- Short exercise
Every entry here needs to be repeated exactly.

A block of data:
######

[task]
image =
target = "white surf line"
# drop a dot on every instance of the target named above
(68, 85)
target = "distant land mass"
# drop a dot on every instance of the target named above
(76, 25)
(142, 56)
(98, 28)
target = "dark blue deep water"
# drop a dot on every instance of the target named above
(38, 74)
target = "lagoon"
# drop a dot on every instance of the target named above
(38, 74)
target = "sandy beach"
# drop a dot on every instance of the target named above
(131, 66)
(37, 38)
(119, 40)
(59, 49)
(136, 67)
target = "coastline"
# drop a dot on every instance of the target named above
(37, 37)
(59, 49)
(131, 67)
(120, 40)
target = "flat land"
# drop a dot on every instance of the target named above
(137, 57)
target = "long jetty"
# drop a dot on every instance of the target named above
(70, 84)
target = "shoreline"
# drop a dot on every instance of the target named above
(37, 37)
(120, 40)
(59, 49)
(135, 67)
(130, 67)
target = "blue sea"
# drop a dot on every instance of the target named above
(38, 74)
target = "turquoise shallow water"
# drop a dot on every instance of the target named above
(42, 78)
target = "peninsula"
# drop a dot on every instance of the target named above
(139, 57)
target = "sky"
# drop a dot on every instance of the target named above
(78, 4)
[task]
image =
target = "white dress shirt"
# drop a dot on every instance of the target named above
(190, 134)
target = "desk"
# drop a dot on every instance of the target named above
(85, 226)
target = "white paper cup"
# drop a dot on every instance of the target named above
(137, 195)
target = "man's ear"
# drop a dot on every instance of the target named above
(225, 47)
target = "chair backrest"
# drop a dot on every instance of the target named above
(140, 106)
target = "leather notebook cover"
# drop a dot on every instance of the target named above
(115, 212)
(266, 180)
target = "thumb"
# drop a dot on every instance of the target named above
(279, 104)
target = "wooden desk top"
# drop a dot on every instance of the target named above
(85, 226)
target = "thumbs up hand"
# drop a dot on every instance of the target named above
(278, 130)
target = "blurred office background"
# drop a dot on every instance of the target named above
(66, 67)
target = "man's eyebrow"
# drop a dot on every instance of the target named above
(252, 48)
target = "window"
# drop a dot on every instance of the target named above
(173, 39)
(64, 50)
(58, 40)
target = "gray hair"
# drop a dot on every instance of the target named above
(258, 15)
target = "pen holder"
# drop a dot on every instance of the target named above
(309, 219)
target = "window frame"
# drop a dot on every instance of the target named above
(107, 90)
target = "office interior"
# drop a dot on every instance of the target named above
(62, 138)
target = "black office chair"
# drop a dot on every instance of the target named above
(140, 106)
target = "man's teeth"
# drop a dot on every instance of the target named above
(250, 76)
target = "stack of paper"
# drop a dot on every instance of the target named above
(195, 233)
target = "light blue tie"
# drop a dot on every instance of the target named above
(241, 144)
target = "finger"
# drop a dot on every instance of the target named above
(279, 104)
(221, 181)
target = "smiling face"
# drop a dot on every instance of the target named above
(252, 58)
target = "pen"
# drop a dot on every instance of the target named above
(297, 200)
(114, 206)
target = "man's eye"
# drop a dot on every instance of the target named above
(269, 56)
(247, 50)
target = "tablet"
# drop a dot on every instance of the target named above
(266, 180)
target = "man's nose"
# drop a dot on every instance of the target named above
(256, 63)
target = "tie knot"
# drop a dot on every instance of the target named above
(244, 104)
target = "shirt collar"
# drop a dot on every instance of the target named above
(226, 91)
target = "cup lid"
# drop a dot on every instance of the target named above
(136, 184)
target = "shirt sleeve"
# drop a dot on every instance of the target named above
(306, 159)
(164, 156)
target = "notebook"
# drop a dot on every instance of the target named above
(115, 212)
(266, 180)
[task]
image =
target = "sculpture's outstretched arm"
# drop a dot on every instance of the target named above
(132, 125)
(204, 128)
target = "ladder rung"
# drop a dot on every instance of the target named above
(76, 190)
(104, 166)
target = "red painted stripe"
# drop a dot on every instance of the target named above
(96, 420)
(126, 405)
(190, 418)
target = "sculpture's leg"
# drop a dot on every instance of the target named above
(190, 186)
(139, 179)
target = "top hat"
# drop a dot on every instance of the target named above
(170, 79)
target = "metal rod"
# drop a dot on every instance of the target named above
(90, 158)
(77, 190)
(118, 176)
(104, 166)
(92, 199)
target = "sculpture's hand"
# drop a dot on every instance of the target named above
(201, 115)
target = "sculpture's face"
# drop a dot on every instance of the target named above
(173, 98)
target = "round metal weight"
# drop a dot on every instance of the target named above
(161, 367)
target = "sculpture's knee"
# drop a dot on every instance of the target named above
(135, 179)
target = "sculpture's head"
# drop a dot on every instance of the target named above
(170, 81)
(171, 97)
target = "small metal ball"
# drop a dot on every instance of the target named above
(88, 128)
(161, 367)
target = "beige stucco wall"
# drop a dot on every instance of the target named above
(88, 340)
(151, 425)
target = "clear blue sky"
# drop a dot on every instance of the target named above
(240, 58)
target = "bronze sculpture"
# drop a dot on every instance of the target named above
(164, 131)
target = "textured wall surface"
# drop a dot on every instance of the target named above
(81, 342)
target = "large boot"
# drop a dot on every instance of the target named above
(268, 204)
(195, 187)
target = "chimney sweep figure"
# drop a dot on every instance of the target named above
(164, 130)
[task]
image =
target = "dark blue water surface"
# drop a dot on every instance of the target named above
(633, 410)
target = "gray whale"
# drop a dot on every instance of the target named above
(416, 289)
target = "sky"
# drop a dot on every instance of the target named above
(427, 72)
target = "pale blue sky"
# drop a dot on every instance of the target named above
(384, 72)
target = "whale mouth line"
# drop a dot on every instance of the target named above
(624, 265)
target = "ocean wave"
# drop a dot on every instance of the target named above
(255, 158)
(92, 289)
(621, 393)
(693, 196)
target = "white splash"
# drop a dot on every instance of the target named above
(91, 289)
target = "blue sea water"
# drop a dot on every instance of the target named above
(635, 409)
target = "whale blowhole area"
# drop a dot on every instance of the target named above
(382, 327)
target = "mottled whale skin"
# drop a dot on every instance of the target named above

######

- Finished answer
[task]
image =
target = "white surf line"
# drop a dot on every instance of the target named above
(68, 85)
target = "distant land mass"
# drop a dot on every instance of the target named above
(76, 25)
(142, 56)
(98, 28)
target = "dark blue deep water"
# drop a dot on every instance of the target named above
(38, 74)
target = "lagoon"
# drop a dot on every instance of the target named above
(38, 74)
target = "sandy beach"
# drop a dot on every instance of the target named above
(131, 66)
(37, 38)
(119, 40)
(59, 49)
(136, 67)
target = "coastline"
# drop a dot on every instance of the target named above
(37, 37)
(59, 49)
(131, 67)
(120, 40)
target = "flat land"
# drop a dot on every instance of the target named above
(137, 57)
target = "long jetty"
# drop a dot on every instance of the target named above
(70, 84)
target = "shoreline"
# drop a dot on every instance of the target named above
(37, 37)
(120, 40)
(59, 49)
(135, 67)
(130, 67)
target = "blue sea"
# drop a dot on every instance of the target named above
(38, 74)
target = "turquoise shallow water"
# drop a dot on every instance of the target named above
(42, 78)
target = "peninsula"
# drop a dot on every instance of the target named above
(139, 57)
target = "sky"
# drop a dot on every instance of the target named above
(78, 4)
[task]
image =
target = "white dress shirt"
# drop a dot on every instance of the target named above
(190, 134)
target = "desk"
# drop a dot on every instance of the target named above
(85, 226)
target = "white paper cup"
# drop a dot on every instance of the target named above
(137, 195)
target = "man's ear"
# drop a dot on every instance of the target named above
(225, 47)
target = "chair backrest"
# drop a dot on every instance of the target named above
(140, 106)
target = "leather notebook cover"
# drop a dot on every instance of the target named above
(115, 212)
(266, 180)
target = "thumb"
# drop a dot on every instance of the target named above
(279, 104)
target = "wooden desk top"
# drop a dot on every instance of the target named above
(85, 226)
target = "thumbs up hand"
# drop a dot on every instance of the target named above
(278, 130)
target = "blurred office background"
# drop a dot on every instance of the target named above
(66, 67)
target = "man's eyebrow"
# drop a dot on every instance of the target named above
(252, 48)
target = "window"
# drop a dot on every instance of the target named above
(173, 39)
(64, 50)
(58, 40)
target = "gray hair"
# drop a dot on every instance of the target named above
(258, 15)
target = "pen holder"
# drop a dot on every instance of the target named above
(309, 219)
target = "window frame"
# drop a dot on every instance of the target named above
(107, 90)
target = "office interior"
# drop a dot on every instance of the target named above
(62, 138)
target = "black office chair"
# drop a dot on every instance of the target named above
(140, 106)
target = "man's teeth"
# drop a dot on every instance of the target named above
(250, 76)
target = "stack of paper"
# drop a dot on every instance of the target named above
(195, 233)
target = "light blue tie"
# drop a dot on every instance of the target named above
(241, 144)
target = "finger"
# drop a dot on every instance of the target named above
(279, 104)
(221, 181)
target = "smiling face"
# drop a dot on every instance of the target named above
(252, 58)
target = "pen"
# drop a dot on every instance of the target named above
(297, 200)
(114, 206)
target = "man's eye"
# drop a dot on every instance of the target named above
(269, 56)
(247, 50)
target = "tablet"
# drop a dot on every instance of the target named above
(266, 180)
target = "man's nose"
# drop a dot on every instance of the target named above
(256, 63)
target = "tie knot"
# drop a dot on every instance of the target named above
(244, 104)
target = "shirt collar"
# drop a dot on every instance of the target named above
(226, 91)
target = "cup lid"
# drop a dot on every instance of the target named above
(136, 184)
target = "shirt sleeve"
# drop a dot on every instance of the target named above
(306, 159)
(164, 156)
target = "notebook"
# drop a dot on every instance of the target named above
(115, 212)
(266, 180)
[task]
image =
target = "sculpture's outstretched arm"
# drop a dot on every instance of the target named above
(132, 125)
(204, 128)
target = "ladder rung"
# drop a dot on every instance of the target named above
(76, 190)
(104, 166)
target = "red painted stripe"
# drop a dot on every instance of the target named above
(96, 420)
(126, 405)
(190, 418)
target = "sculpture's leg"
# drop a dot on every instance of the target named above
(190, 186)
(139, 179)
target = "top hat"
# drop a dot on every instance of the target named above
(170, 79)
target = "metal rod"
# drop a dot on every instance of the target named above
(90, 158)
(77, 190)
(118, 176)
(104, 166)
(92, 199)
target = "sculpture's hand"
# drop a dot on every instance of the target named above
(201, 115)
target = "sculpture's face"
# drop a dot on every instance of the target named above
(173, 98)
target = "round metal weight"
# drop a dot on every instance of the target named above
(161, 367)
target = "sculpture's knee"
# drop a dot on every instance of the target named above
(135, 179)
target = "sculpture's head"
# drop a dot on every instance of the target named above
(170, 81)
(171, 97)
target = "small metal ball"
# drop a dot on every instance of the target named above
(88, 128)
(161, 367)
target = "beige stucco wall"
# drop a dot on every instance of the target named above
(88, 340)
(151, 425)
target = "clear blue sky"
# drop a dot on every instance of the target named above
(240, 58)
target = "bronze sculpture"
# drop a dot on every instance of the target named above
(164, 131)
target = "textured wall surface"
# drop a dot on every instance of the target named above
(81, 342)
target = "large boot"
# drop a dot on every instance of the target named above
(268, 204)
(195, 187)
target = "chimney sweep figure"
# drop a dot on every instance of the target named above
(164, 130)
[task]
image =
target = "dark blue water surface"
# drop a dot on every instance of the target named above
(633, 410)
target = "gray whale"
# drop a dot on every instance of the target named above
(416, 289)
target = "sky"
# drop a dot on every instance of the target named above
(427, 72)
target = "pale blue sky"
# drop a dot on every instance of the target named above
(384, 72)
target = "whale mouth line"
# drop a dot on every instance of the target named above
(624, 265)
target = "ocean wave"
# drop a dot on every instance of the target named above
(255, 158)
(92, 289)
(621, 393)
(693, 196)
target = "white splash"
# drop a dot on every instance of the target named above
(91, 289)
target = "blue sea water"
# drop a dot on every instance of the target named above
(635, 409)
target = "whale blowhole area"
# drop a dot on every instance of the target named above
(382, 327)
target = "mottled whale skin"
# drop a dot on every instance of the target named above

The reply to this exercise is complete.